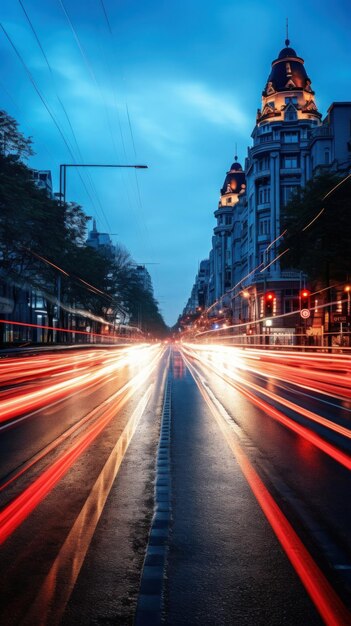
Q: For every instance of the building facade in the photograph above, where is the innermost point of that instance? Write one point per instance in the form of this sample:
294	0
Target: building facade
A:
291	144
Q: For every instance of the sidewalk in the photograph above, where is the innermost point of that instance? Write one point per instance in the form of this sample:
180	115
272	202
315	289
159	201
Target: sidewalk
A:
225	565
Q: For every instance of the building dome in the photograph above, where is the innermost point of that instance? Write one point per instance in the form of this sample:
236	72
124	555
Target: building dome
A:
234	181
287	73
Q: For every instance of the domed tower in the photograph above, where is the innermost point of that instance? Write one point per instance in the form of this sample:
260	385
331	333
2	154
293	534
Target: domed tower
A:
234	185
288	94
278	165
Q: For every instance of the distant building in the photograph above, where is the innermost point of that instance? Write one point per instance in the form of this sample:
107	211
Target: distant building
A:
291	145
101	242
43	180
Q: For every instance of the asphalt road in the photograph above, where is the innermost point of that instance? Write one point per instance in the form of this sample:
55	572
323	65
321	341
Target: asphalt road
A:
253	516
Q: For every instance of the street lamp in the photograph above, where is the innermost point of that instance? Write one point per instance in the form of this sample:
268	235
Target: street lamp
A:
63	167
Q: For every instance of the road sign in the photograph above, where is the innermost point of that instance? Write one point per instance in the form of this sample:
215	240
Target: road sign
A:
340	319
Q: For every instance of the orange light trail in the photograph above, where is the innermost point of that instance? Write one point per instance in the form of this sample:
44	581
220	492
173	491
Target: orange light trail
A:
241	384
19	509
325	599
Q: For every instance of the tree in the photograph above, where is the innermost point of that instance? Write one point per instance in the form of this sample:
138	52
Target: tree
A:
11	139
318	230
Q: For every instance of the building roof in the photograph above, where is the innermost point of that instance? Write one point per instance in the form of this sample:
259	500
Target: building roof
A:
287	73
234	181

● **EXERCISE DIRECTIONS**:
From the entries, copy out each line containing the word "innermost".

● **TASK RESPONSE**:
Q: For every instance of the building facade in the photograph above, where is the innermost point of that instance? Write one point per instance in the form of this sample:
Q: For every instance of the sidewalk in the photograph above, where is the innermost point of that instance? Write one point per instance in the form of this sample:
Q: For every instance of the building dome in the photograph above, where is the innermost point of that instance? Write one point per instance in the form of this sample:
Q: For every instance of the domed tower in the photograph above, where is the innermost point of that instance? Write one point per instance in the form of this sample:
Q: For every instance of the distant building in the photograph above, where is the innermost point of that instance? Write one point per instance in the form of this sample:
Q: For every instance of the asphalt road in the photograph above, where is the innermost point of that instance? Write one point per instance in the form of this sample:
Q: For every instance of the street lamp in the photograph above, where is the innermost point of that instance? Write one point per instance in the form of this sample:
Q: For every instance of the road sign in the photograph above, where is the innermost point of that instance? Write one point per instance in the form of this sample:
Q: For every instance of the orange light trail in the photograph above, where is the innermost point of that instance? Write one point per instance in the form of this sample:
Q: For every instance of the tree in the photograph above, where is the innermost point of that instance? Write one point per instance in the form of this sample:
Q: For every instance of the building roof in the photograph above, where is the innermost point of that instance? Write one point per instance in the form of this sample:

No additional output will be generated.